> **SOURCE DOCUMENT**:
Sougwen Chung: Erstwhile
BIO
Sougwen is a Brooklyn-based designer/illustrator currently living in Stockholm, Sweden.

Her latest work attempts to capture a kinetic essence and rhythm across a static surface, contrasting delicately controlled line-work with a freeform approach to mark-making, producing images that are dynamic in their stillness.

Her early forays into generative art with NY-based artist Joshua Davis have been mentioned in Computer Arts Magazine and her illustrations have been featured on sites such as Booooom, Design You Trust, Behance Network, Typography Served, The Strange Attractor, Ffffound, Site Inspire, and numerous other independent sources online.

Aaron Meyers: The Moon is Made of Plop
ARTIST STATEMENT
Aaron Meyers took NASA’s topographical LIDAR (Light Detection and Ranging) map of the moon, and instead of assigning a pixel to each data point, he assigned a bubbly frame from the animated GIF on the left, created by the amazing sprite master Paul Robertson.

> **GIVEN RECORDS**:
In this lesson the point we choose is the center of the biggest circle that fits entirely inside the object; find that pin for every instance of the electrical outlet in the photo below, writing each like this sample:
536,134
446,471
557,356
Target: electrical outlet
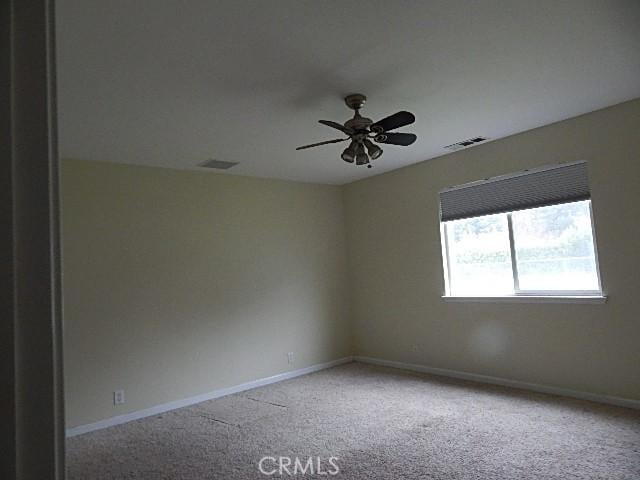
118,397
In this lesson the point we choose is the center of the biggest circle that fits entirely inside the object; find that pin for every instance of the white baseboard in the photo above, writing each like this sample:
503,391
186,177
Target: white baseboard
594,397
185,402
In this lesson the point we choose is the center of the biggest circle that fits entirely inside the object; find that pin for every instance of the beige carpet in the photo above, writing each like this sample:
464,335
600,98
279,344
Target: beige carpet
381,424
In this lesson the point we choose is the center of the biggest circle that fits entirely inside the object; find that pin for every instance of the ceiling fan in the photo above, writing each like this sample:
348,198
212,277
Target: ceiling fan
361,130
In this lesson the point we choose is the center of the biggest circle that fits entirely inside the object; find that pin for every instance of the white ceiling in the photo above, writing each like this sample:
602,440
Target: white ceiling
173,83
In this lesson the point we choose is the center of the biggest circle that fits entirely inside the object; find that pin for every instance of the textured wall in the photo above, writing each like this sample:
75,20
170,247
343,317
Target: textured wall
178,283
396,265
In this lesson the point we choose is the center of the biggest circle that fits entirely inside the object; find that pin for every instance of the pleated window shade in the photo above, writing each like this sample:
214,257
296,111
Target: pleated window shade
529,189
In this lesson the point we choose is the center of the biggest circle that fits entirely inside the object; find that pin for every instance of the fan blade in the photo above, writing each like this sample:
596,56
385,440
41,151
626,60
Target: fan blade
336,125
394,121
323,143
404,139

> **YOUR TASKS**:
A) Extract from the artist profile text the passage from "Sougwen Chung: Erstwhile" to "in their stillness.".
B) Continue the artist profile text after its final sentence.
The rows are independent of the artist profile text.

> **EXPECTED RESULTS**:
A)
Sougwen Chung: Erstwhile
BIO
Sougwen is a Brooklyn-based designer/illustrator currently living in Stockholm, Sweden.

Her latest work attempts to capture a kinetic essence and rhythm across a static surface, contrasting delicately controlled line-work with a freeform approach to mark-making, producing images that are dynamic in their stillness.

B)
BIO
Aaron Meyers is a designer and programmer using generative strategies in the creation of software and moving image. Since earning his MFA at the USC Interactive Media Division in 2007, Meyers worked in the now-defunct Yahoo Design Innovation Team, taught classes at UCLA Design|Media Arts and continues to work on a variety of interactive projects for diverse clients that have included Digg, Radiohead, and Diller Scofidio + Renfro.

Phoenix Perry: Step Into the Light
BIO
Phoenix Perry has been working for a decade+ in art and technology. From working in San Francisco as a digital arts curator and educator, creating the award winning DVD project Reline, and opening Devotion Gallery, I have extensive experience in new media, technology, and user interfaces. My work has screened worldwide, at venues such as Lincoln Center, SFMoma, The Guggenheim, Transmediale, Yerba Buena Center for the Arts, LAMCA, European Media Arts Festive, GenArt, Seoul Film Festival, and many others. I explore gaming, environment, complexity, and technology. I participated in the HarvestWorks 2006 Residency Program.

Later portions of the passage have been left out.